» **Document excerpt**:
● ● ● ● ●

DPWH to crack down on road, sidewalk obstructions

Say goodbye to roadside talyers
May 10, 2012

With pedestrians reportedly accounting for more than half of the victims or fatalities in recorded road accidents, the Department of Public Works and Highways will now strictly enforce the removal of obstructions and prohibited uses within the right-of-way of national roads.

"We have to recover the road right-of-way for the safety of pedestrians and the general public," said DPWH secretary Rogelio Singson. "With the road shoulders or sidewalks full of illegal encroachments, pedestrians have no option but to walk on the road pavements."

Singson also ordered DPWH field officials to promptly submit their reports on all illegal structures and obstructions along the sidewalks and shoulders of national roads on or before June 15. They will then submit a status report on the removal of illegal structures and obstructions on or before July 3. And then the report will be submitted at the end of the succeeding months.

"If we want to have better quality and safer roads, we have to clear these obstructions along national roads," Singson stressed. "We have to reiterate our stand to remove all obstructions and illegal structures within the right-of-way of all national roads in order to ensure public safety because more often than not, we find these obstructions on curbs and gutters, sidewalks, shoulders, canals and other portions on our national roads."

● ● ● ● ●

» **Given entries**:

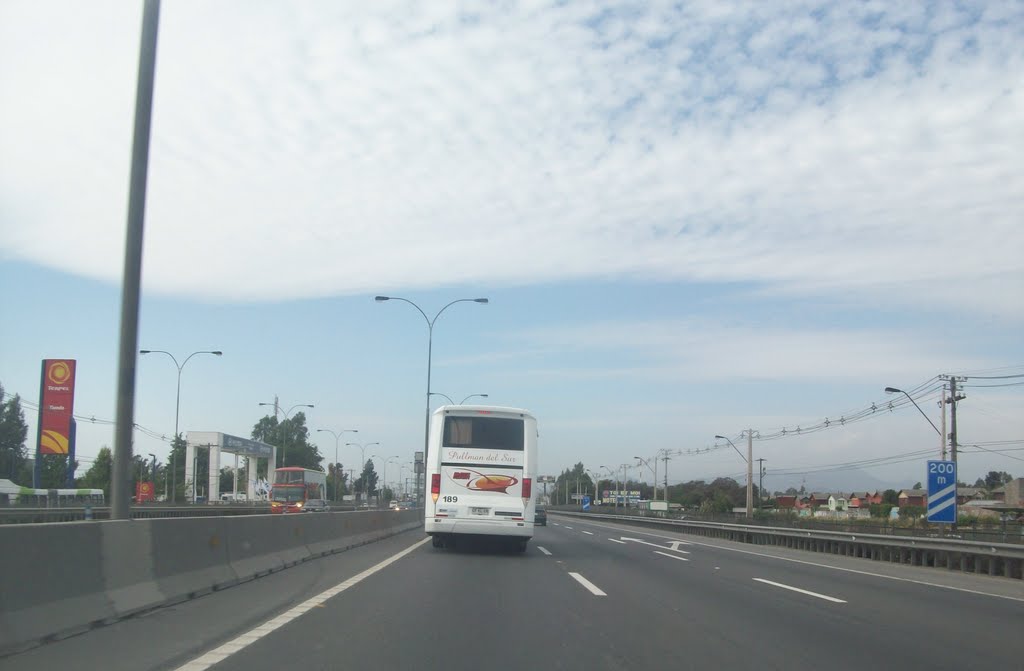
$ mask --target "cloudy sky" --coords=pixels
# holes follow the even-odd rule
[[[36,401],[39,361],[75,358],[97,419],[140,18],[0,4],[0,383]],[[437,322],[433,390],[531,409],[545,470],[664,448],[670,480],[738,475],[731,449],[696,451],[887,385],[923,385],[938,422],[935,376],[1024,373],[1022,155],[1022,2],[176,0],[139,344],[224,350],[184,370],[182,430],[248,435],[279,394],[408,460],[427,329],[373,296],[487,296]],[[139,361],[139,452],[167,453],[176,374]],[[1022,402],[970,389],[962,441],[1007,451],[965,476],[1024,471]],[[79,435],[86,459],[112,443]],[[755,456],[810,487],[937,443],[910,406]],[[866,472],[908,486],[925,458]]]

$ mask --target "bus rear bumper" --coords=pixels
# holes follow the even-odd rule
[[[424,522],[428,536],[434,534],[465,534],[469,536],[507,536],[532,538],[534,525],[508,519],[437,519],[428,517]]]

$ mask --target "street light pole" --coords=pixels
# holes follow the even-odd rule
[[[176,459],[174,456],[174,446],[178,442],[178,416],[181,412],[181,371],[184,370],[185,364],[188,360],[196,354],[213,354],[214,357],[222,357],[224,352],[219,349],[201,349],[200,351],[194,351],[193,353],[185,357],[185,360],[178,365],[178,360],[174,358],[169,351],[163,349],[139,349],[140,354],[167,354],[174,362],[174,367],[178,369],[178,388],[174,395],[174,441],[171,442],[171,501],[176,502],[178,498],[177,488],[178,488],[178,473],[176,468]],[[193,475],[195,478],[195,473]]]
[[[361,469],[359,471],[359,473],[360,473],[359,477],[362,477],[362,475],[361,475],[362,470],[365,470],[366,467],[367,467],[367,448],[369,448],[372,445],[380,445],[380,443],[367,443],[366,445],[361,445],[359,443],[346,443],[345,444],[346,448],[349,447],[349,446],[354,446],[354,447],[356,447],[356,448],[359,449],[359,458],[361,459],[361,461],[359,462],[359,468]],[[353,487],[355,486],[355,480],[352,480],[352,486]],[[367,481],[362,480],[362,492],[364,492],[364,494],[366,494],[366,490],[367,490]],[[358,499],[356,499],[355,503],[358,504],[358,502],[359,502]],[[367,497],[367,506],[369,507],[369,505],[370,505],[370,497],[368,496]]]
[[[378,444],[378,445],[380,445],[380,444]],[[401,459],[401,457],[399,457],[398,455],[391,455],[390,457],[382,457],[380,455],[376,455],[375,454],[375,455],[371,455],[370,458],[371,459],[380,459],[381,460],[381,480],[384,483],[384,485],[383,485],[383,487],[380,488],[380,493],[384,494],[384,488],[387,487],[387,465],[388,465],[388,462],[390,462],[392,459]],[[395,463],[398,463],[398,462],[395,462]],[[381,500],[380,500],[380,497],[378,497],[378,499],[377,499],[377,506],[380,507],[380,505],[381,505]]]
[[[633,457],[634,459],[640,461],[648,470],[654,473],[654,496],[652,497],[654,501],[657,501],[657,457],[654,457],[654,467],[651,468],[650,464],[643,457]]]
[[[612,497],[612,498],[614,498],[614,500],[615,500],[615,508],[617,509],[618,508],[618,475],[615,473],[615,471],[611,470],[611,468],[609,468],[608,466],[599,466],[599,468],[603,468],[606,471],[608,471],[608,475],[611,475],[615,479],[615,496]],[[604,501],[602,501],[601,503],[604,503]]]
[[[935,425],[935,422],[932,421],[932,418],[925,414],[925,411],[921,409],[921,406],[918,405],[918,402],[914,401],[913,397],[909,393],[907,393],[906,391],[903,391],[903,389],[897,389],[896,387],[886,387],[886,393],[902,393],[904,396],[906,396],[907,399],[909,399],[910,403],[913,404],[913,407],[918,409],[919,413],[921,413],[921,416],[924,417],[925,419],[927,419],[928,423],[931,424],[932,428],[935,429],[935,432],[938,433],[940,437],[942,437],[942,431],[940,431],[939,427]],[[943,413],[945,411],[943,411]],[[945,439],[945,438],[943,438],[943,439]]]
[[[423,308],[421,308],[419,305],[417,305],[413,301],[409,300],[408,298],[400,298],[398,296],[375,296],[374,300],[376,300],[379,303],[387,301],[387,300],[400,300],[403,303],[409,303],[410,305],[412,305],[413,307],[415,307],[420,314],[423,316],[424,321],[427,323],[427,394],[426,394],[426,416],[424,417],[424,427],[423,427],[423,459],[424,459],[424,463],[429,463],[429,456],[430,456],[430,363],[431,363],[431,357],[432,357],[432,353],[433,353],[433,346],[434,346],[434,344],[433,344],[434,343],[434,323],[437,322],[437,318],[439,318],[444,310],[446,310],[452,305],[455,305],[456,303],[483,303],[483,304],[486,304],[489,301],[486,298],[458,298],[456,300],[453,300],[451,303],[449,303],[444,307],[442,307],[439,310],[437,310],[437,313],[434,314],[433,319],[430,319],[429,317],[427,317],[427,313],[423,311]],[[424,492],[423,495],[424,495],[424,497],[426,497],[426,492]],[[420,501],[419,503],[420,503],[420,505],[423,506],[424,510],[426,510],[426,501],[425,500],[424,501]]]
[[[746,516],[754,516],[754,429],[749,429],[744,431],[746,433],[746,456],[733,445],[732,441],[725,437],[724,435],[716,435],[716,438],[721,438],[732,446],[732,449],[736,451],[739,458],[746,462]]]
[[[340,475],[338,474],[338,438],[341,437],[343,433],[358,433],[357,428],[343,428],[340,431],[332,431],[329,428],[318,428],[317,433],[330,433],[334,436],[334,502],[338,502],[338,479]]]

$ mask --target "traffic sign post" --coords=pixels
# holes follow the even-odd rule
[[[956,462],[928,462],[928,521],[956,523]]]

● ● ● ● ●

» **Your goal**:
In the article on road and sidewalk obstructions, by what date must DPWH field officials submit their reports on all illegal structures and obstructions along national roads?

» **Correct output**:
On or before June 15.